**PROBLEM REQUIREMENTS:**
Print out every entry, keeping each line identical to the original.

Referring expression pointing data

▬▬▬▬▬▬

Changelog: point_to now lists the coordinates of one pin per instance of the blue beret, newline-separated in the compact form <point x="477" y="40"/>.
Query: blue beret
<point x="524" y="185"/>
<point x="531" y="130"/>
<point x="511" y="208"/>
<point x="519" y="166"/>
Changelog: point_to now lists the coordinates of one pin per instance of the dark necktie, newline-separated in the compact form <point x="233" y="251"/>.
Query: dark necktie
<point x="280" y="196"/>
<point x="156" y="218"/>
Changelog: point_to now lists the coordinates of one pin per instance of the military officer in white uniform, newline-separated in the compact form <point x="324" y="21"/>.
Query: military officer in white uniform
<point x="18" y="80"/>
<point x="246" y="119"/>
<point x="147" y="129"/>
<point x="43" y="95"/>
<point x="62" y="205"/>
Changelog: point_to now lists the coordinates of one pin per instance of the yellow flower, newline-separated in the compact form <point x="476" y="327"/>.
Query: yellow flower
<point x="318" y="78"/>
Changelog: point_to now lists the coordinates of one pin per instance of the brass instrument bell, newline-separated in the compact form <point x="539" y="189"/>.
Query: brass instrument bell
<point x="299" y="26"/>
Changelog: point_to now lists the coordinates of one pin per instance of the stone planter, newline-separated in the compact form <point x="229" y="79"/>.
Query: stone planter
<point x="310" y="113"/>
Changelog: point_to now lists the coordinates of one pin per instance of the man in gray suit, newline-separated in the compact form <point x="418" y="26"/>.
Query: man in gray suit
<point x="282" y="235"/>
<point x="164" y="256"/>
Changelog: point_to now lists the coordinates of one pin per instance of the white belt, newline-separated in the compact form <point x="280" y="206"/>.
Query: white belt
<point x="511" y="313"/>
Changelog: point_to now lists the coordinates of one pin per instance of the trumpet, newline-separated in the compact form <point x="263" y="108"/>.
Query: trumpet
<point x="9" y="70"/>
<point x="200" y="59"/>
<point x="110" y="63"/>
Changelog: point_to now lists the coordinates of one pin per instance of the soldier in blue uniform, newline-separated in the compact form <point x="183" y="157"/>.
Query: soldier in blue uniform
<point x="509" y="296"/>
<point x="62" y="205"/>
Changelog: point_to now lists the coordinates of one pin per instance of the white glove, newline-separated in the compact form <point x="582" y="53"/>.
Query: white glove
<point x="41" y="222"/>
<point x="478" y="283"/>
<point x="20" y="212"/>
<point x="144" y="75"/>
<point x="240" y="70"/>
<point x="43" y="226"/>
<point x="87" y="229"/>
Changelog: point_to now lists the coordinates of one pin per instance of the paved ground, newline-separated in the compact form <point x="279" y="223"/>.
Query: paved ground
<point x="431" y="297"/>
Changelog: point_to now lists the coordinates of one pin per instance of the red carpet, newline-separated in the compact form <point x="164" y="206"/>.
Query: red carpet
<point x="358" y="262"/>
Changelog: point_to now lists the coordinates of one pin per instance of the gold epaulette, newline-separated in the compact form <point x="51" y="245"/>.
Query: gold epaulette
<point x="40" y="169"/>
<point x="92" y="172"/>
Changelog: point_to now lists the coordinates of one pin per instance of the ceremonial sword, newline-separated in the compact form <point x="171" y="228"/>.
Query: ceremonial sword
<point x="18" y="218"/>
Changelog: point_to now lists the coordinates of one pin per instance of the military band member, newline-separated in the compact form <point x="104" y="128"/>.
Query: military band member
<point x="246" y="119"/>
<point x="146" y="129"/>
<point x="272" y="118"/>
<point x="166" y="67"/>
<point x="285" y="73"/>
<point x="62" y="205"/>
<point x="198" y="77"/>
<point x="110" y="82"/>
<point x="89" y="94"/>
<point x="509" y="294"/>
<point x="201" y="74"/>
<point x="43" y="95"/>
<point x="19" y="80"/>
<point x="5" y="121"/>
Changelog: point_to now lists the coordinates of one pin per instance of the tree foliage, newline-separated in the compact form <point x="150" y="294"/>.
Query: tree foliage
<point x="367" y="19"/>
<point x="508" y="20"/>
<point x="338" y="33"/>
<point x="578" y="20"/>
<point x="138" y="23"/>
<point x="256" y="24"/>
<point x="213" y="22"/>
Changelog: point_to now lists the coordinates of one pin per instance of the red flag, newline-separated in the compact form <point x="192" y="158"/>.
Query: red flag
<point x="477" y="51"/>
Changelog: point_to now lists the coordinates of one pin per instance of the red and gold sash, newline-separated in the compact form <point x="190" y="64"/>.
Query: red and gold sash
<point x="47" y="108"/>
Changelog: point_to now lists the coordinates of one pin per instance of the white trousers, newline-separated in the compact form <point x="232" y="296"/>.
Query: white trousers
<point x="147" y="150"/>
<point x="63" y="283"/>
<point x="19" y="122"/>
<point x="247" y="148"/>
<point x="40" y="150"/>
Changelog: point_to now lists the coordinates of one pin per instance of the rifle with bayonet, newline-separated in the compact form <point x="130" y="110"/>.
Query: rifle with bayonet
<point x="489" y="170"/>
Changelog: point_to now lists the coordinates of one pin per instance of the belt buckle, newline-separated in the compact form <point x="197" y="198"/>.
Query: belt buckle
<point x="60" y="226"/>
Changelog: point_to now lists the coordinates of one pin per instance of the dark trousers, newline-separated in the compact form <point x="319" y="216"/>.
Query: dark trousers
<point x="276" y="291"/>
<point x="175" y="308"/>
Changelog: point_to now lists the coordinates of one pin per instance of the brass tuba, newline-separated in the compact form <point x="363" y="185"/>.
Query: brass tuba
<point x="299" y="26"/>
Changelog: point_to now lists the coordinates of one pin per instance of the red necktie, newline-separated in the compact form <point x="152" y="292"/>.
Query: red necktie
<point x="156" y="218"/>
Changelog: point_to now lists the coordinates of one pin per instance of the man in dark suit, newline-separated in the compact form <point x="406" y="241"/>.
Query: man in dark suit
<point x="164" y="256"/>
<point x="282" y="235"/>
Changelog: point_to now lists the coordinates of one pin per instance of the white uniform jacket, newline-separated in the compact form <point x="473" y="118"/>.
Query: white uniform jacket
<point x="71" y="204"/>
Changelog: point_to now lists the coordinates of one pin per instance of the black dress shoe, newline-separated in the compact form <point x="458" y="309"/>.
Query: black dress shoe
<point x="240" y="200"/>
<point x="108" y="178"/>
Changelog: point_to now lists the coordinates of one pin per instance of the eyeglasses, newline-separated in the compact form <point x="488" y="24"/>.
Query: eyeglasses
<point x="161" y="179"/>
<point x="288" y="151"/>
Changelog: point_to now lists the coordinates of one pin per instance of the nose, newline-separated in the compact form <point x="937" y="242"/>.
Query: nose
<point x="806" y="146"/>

▬▬▬▬▬▬

**YOUR RESPONSE:**
Changelog: point_to now lists the coordinates of one pin per instance of the blue beret, newline-separated in the compact form <point x="477" y="40"/>.
Query: blue beret
<point x="524" y="185"/>
<point x="531" y="130"/>
<point x="511" y="208"/>
<point x="519" y="166"/>
Changelog: point_to now lists the coordinates of one pin per instance of the dark necktie, newline-separated in the compact form <point x="233" y="251"/>.
Query: dark necktie
<point x="280" y="196"/>
<point x="156" y="218"/>
Changelog: point_to now lists the coordinates of one pin per instance of the military officer in white uniform, newline-separated in the compact form <point x="324" y="21"/>.
Query: military officer in white uniform
<point x="18" y="80"/>
<point x="246" y="119"/>
<point x="147" y="129"/>
<point x="43" y="95"/>
<point x="62" y="205"/>
Changelog: point_to now lists the coordinates of one pin per instance of the yellow flower, newline-separated in the compact form <point x="476" y="327"/>.
Query: yellow flower
<point x="318" y="78"/>
Changelog: point_to now lists the coordinates of one pin per instance of the brass instrument bell, newline-separated in the compact form <point x="539" y="189"/>.
Query: brass instrument bell
<point x="299" y="26"/>
Changelog: point_to now lists the coordinates of one pin per instance of the stone planter, newline-separated in the compact form <point x="229" y="79"/>.
Query: stone planter
<point x="310" y="113"/>
Changelog: point_to now lists the coordinates of one pin per instance of the man in gray suit, newline-separated in the compact form <point x="418" y="26"/>.
Query: man in gray suit
<point x="282" y="235"/>
<point x="164" y="256"/>
Changelog: point_to now lists the coordinates of one pin per instance of the white belt, newline-separated in the compact form <point x="280" y="206"/>.
Query: white belt
<point x="511" y="313"/>
Changelog: point_to now lists the coordinates of one pin per instance of the trumpet, newline-separated in the compact form <point x="263" y="108"/>.
Query: trumpet
<point x="9" y="70"/>
<point x="200" y="59"/>
<point x="110" y="63"/>
Changelog: point_to now lists the coordinates of one pin per instance of the soldier in blue uniform, newline-separated in the compact form <point x="183" y="157"/>.
Query: soldier in blue uniform
<point x="509" y="296"/>
<point x="62" y="205"/>
Changelog: point_to now lists the coordinates of one pin per instance of the white glove, newline-separated in the compact form <point x="582" y="53"/>.
Query: white glove
<point x="41" y="222"/>
<point x="478" y="283"/>
<point x="20" y="212"/>
<point x="144" y="75"/>
<point x="240" y="70"/>
<point x="43" y="226"/>
<point x="87" y="229"/>
Changelog: point_to now lists the coordinates of one pin per instance of the paved ground, newline-separated in the compact form <point x="279" y="223"/>.
Query: paved ground
<point x="431" y="297"/>
Changelog: point_to now lists the coordinates of one pin per instance of the red carpet, newline-separated in the compact form <point x="164" y="206"/>.
Query: red carpet
<point x="358" y="262"/>
Changelog: point_to now lists the coordinates of one pin per instance of the gold epaulette, newline-separated in the compact form <point x="51" y="245"/>.
Query: gold epaulette
<point x="40" y="169"/>
<point x="92" y="172"/>
Changelog: point_to now lists the coordinates of one pin per instance of the ceremonial sword, newline-separated in the compact form <point x="171" y="228"/>.
Query: ceremonial sword
<point x="18" y="218"/>
Changelog: point_to now lists the coordinates of one pin per instance of the military band member, newline-separated in the compact form <point x="104" y="128"/>.
Query: military band member
<point x="246" y="119"/>
<point x="146" y="129"/>
<point x="272" y="118"/>
<point x="166" y="67"/>
<point x="285" y="73"/>
<point x="62" y="205"/>
<point x="198" y="77"/>
<point x="110" y="82"/>
<point x="89" y="94"/>
<point x="509" y="294"/>
<point x="201" y="74"/>
<point x="43" y="95"/>
<point x="19" y="80"/>
<point x="5" y="121"/>
Changelog: point_to now lists the coordinates of one pin per instance of the tree foliage, newline-separated in the compact form <point x="150" y="294"/>.
Query: tree foliage
<point x="367" y="19"/>
<point x="508" y="20"/>
<point x="338" y="33"/>
<point x="578" y="20"/>
<point x="138" y="23"/>
<point x="256" y="24"/>
<point x="213" y="22"/>
Changelog: point_to now lists the coordinates of one pin per instance of the red flag, newline-separated in the compact form <point x="192" y="158"/>.
Query: red flag
<point x="477" y="51"/>
Changelog: point_to now lists the coordinates of one pin per instance of the red and gold sash, newline-separated in the compact form <point x="190" y="64"/>.
Query: red and gold sash
<point x="47" y="108"/>
Changelog: point_to now lists the coordinates of one pin per instance of the white trousers, newline-separated in the compact form <point x="232" y="296"/>.
Query: white trousers
<point x="147" y="150"/>
<point x="63" y="283"/>
<point x="19" y="122"/>
<point x="247" y="148"/>
<point x="40" y="150"/>
Changelog: point_to now lists the coordinates of one pin per instance of the rifle with bayonet, newline-separated in the compact form <point x="130" y="110"/>.
Query: rifle with bayonet
<point x="489" y="170"/>
Changelog: point_to now lists the coordinates of one pin per instance of the belt buckle, newline-separated in the compact form <point x="197" y="198"/>.
Query: belt buckle
<point x="60" y="226"/>
Changelog: point_to now lists the coordinates of one pin per instance of the dark trousers, newline-separated in the compact form <point x="319" y="216"/>.
Query: dark trousers
<point x="276" y="291"/>
<point x="175" y="308"/>
Changelog: point_to now lists the coordinates of one pin per instance of the brass tuba, newline-separated in the compact form <point x="363" y="185"/>.
Query: brass tuba
<point x="299" y="26"/>
Changelog: point_to now lists the coordinates of one pin per instance of the red necktie, newline-separated in the compact form <point x="152" y="292"/>.
Query: red necktie
<point x="156" y="218"/>
Changelog: point_to now lists the coordinates of one pin per instance of the man in dark suit, newline-separated in the compact form <point x="406" y="241"/>.
Query: man in dark suit
<point x="164" y="256"/>
<point x="282" y="235"/>
Changelog: point_to now lists the coordinates of one pin per instance of the white uniform jacket, newline-separated in the compact form <point x="473" y="118"/>.
Query: white uniform jacket
<point x="71" y="204"/>
Changelog: point_to now lists the coordinates of one pin per instance of the black dress shoe, newline-separated in the compact form <point x="458" y="309"/>.
Query: black dress shoe
<point x="240" y="200"/>
<point x="108" y="178"/>
Changelog: point_to now lists the coordinates of one pin per instance of the eyeglasses, newline-separated in the compact form <point x="488" y="24"/>.
Query: eyeglasses
<point x="161" y="179"/>
<point x="288" y="151"/>
Changelog: point_to now lists the coordinates of one pin per instance of the nose, newline-separated in the compact form <point x="937" y="242"/>.
Query: nose
<point x="806" y="146"/>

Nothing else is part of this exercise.